> What you need to do:
[a] In the interview about Nashville Chrome, list every thing the speaker says landscape shapes.
[b] Copy the interview about Nashville Chrome from "You're known as" up to and including "from that, cultures.".
[c] Write what comes next in the interview about Nashville Chrome, picking up after its last sentence.

## BEGIN Quoted passage

You're coming off two works of nonfiction, how did you switch gears to write Nashville Chrome?

It was a welcome return. Fiction is harder for me than nonfiction—more gratifying, as a result, when it succeeds—and it was nice not knowing what the end of the story, or, indeed, any one scene, would be, but to instead be able to focus only on trying to write pretty scenes, images, passages. To try to find the beauty that surely existed in their lives, even in the hard times of the fame they sought so diligently, and which—briefly—they reached.

You're known as an environmentalist. How do you see Nashville Chrome in relation to your books about the natural world?

The natural world is the only one we have. To try to not see the natural world—to put on blinders and avoid seeing it—would for me seem like a form of madness. I’m also interested in the way landscape shapes individuals and populations, and from that, cultures.

## END Quoted passage
## BEGIN Data records

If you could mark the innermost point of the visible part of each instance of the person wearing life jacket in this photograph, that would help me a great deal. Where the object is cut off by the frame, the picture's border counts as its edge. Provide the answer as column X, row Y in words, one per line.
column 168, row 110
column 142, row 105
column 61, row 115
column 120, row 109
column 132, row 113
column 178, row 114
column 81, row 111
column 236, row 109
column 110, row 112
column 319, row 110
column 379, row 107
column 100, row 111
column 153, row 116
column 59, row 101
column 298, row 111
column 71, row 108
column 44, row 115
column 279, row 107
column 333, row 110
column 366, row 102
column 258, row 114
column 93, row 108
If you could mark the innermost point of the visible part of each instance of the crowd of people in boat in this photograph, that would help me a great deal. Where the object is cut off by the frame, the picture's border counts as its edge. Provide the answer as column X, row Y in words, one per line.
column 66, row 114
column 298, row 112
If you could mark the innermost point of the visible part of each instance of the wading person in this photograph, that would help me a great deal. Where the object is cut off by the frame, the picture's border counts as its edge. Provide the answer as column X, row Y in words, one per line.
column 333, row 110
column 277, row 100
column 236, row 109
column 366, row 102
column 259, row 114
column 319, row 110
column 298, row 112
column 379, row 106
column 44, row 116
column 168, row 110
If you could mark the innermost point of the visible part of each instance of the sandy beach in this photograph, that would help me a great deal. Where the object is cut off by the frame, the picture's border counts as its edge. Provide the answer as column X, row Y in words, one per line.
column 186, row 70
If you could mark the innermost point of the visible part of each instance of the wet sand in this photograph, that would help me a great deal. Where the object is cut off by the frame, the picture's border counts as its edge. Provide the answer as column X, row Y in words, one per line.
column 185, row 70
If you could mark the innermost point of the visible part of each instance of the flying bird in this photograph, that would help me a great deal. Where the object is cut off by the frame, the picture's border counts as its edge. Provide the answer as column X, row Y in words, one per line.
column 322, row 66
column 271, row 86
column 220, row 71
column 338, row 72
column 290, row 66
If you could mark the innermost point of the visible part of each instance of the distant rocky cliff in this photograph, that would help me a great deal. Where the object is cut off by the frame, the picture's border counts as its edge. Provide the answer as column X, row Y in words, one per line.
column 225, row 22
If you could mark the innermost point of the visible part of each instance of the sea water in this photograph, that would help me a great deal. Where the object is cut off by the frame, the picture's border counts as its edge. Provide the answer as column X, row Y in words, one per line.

## END Data records

> Replies:
[a] individuals, populations, cultures

[b]
You're known as an environmentalist. How do you see Nashville Chrome in relation to your books about the natural world?

The natural world is the only one we have. To try to not see the natural world—to put on blinders and avoid seeing it—would for me seem like a form of madness. I’m also interested in the way landscape shapes individuals and populations, and from that, cultures.

[c]
There is also a contemporary angle to the story--why did you decide to write about Maxine Brown in the past as well as the present?

I’m simply amazed by how much burning the human body—and soul—can withstand. Maxine has had over 20y major operations, has been forgotten for 60 years, and still flames incandescent in her hope and hunger for the return of fame. Without meaning to judge it, I think it’s a phenomenal thing to observe, and to be awed by, while perceiving also the costs.